Esta é uma história real, que aconteceu em uma turma do 5º ano do Ensino Fundamental, na cidade de Bagé/RS na qual sou regente de classe. Nossa turma estava em um dos momentos preferidos, que é a leitura do Plano Literário do bimestre. O livro em questão é “O Pequeno Príncipe Preto”, de Rodrigo França. Um conto que evidencia ancestralidade, empatia e afeto através das páginas e ilustrações, reforçando a ideia de que juntos e juntas, todos ganhamos.

A apreciação do livro ocorria de forma tranquila e prazerosa, quando em um determinado momento, uma aluna se dirigiu até mim e relatou a importância de estarem lendo-o, pois nunca tinha visto um livro infantil que trouxesse palavras relacionadas a sua religião (que é de matriz africana), tais como “erê” e “xangô”, e que tinha receio de falar sobre ela com os colegas por medo de sofrer alguma forma de preconceito religioso. Inclusive, ela sequer sabia se outros colegas também eram adeptos como ela.
┄┄┄┄┄┄┄┄┄┄
● **Tarefa a cumprir**:
Transcreva do relato o trecho que começa em "Esta é uma história" e termina em "juntas, todos ganhamos.". Os dados não têm nenhuma relação com esta atividade.

● **Dados extraídos**:
┄┄┄┄┄┄┄┄┄┄
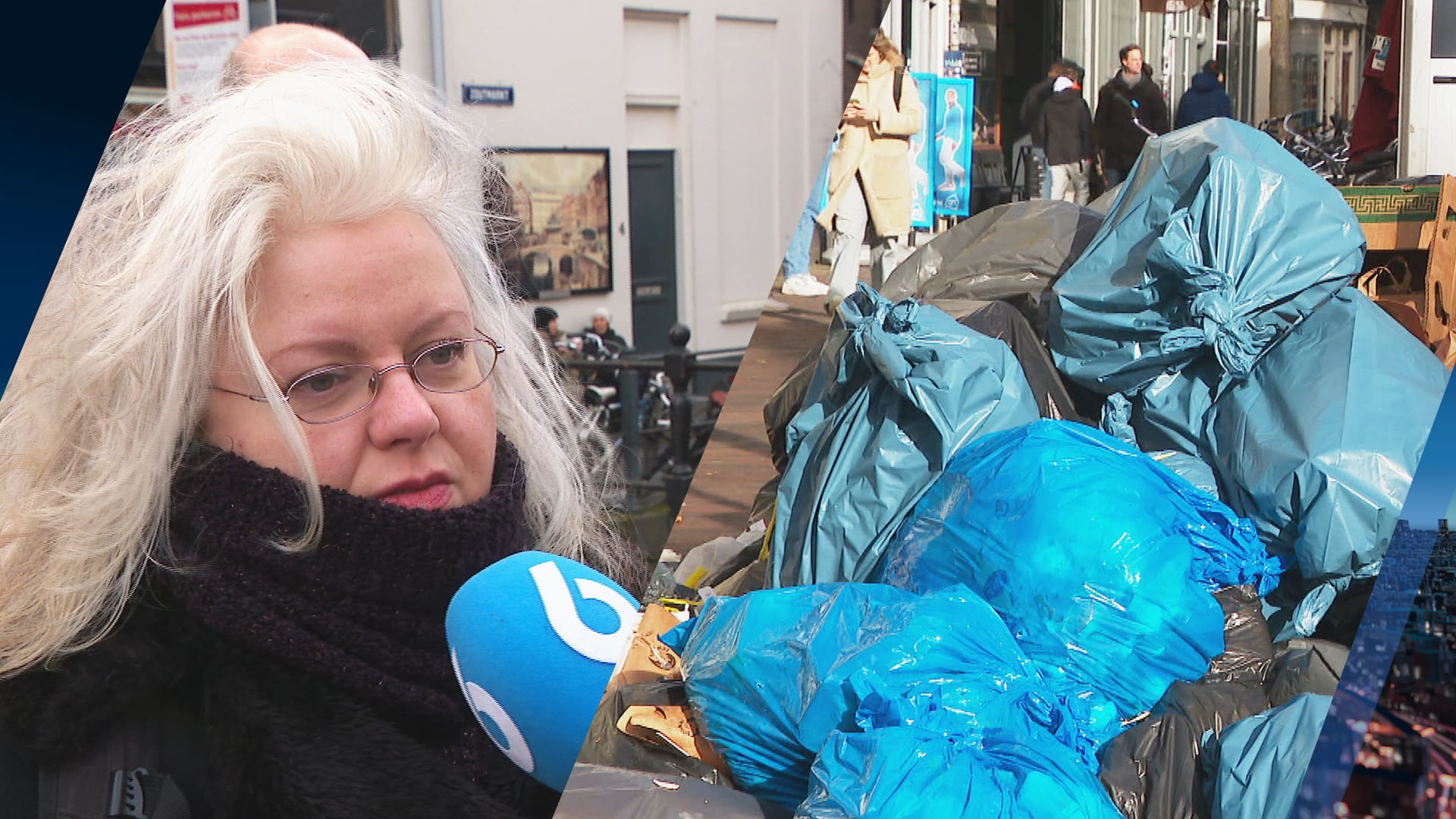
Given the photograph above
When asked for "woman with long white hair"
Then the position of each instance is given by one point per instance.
┄┄┄┄┄┄┄┄┄┄
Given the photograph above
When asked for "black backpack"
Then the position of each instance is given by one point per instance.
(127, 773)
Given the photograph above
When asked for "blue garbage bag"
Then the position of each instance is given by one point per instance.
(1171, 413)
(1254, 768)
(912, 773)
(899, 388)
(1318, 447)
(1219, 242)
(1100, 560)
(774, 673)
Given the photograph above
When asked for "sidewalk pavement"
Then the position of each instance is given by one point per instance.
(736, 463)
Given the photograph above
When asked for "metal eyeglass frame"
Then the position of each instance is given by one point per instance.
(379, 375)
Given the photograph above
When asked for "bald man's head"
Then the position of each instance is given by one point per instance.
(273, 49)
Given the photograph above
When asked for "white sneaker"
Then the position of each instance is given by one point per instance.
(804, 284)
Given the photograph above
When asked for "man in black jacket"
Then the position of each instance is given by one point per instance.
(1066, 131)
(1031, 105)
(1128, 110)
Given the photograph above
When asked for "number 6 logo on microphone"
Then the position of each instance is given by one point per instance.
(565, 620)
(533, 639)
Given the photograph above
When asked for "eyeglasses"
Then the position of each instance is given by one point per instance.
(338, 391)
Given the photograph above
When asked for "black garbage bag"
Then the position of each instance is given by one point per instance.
┄┄┄┄┄┄┄┄┄┄
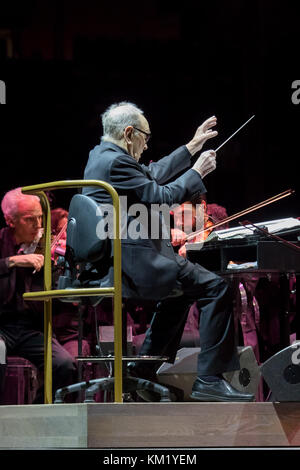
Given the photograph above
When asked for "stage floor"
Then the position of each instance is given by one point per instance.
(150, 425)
┄┄┄┄┄┄┄┄┄┄
● **Espaço da resposta**:
Esta é uma história real, que aconteceu em uma turma do 5º ano do Ensino Fundamental, na cidade de Bagé/RS na qual sou regente de classe. Nossa turma estava em um dos momentos preferidos, que é a leitura do Plano Literário do bimestre. O livro em questão é “O Pequeno Príncipe Preto”, de Rodrigo França. Um conto que evidencia ancestralidade, empatia e afeto através das páginas e ilustrações, reforçando a ideia de que juntos e juntas, todos ganhamos.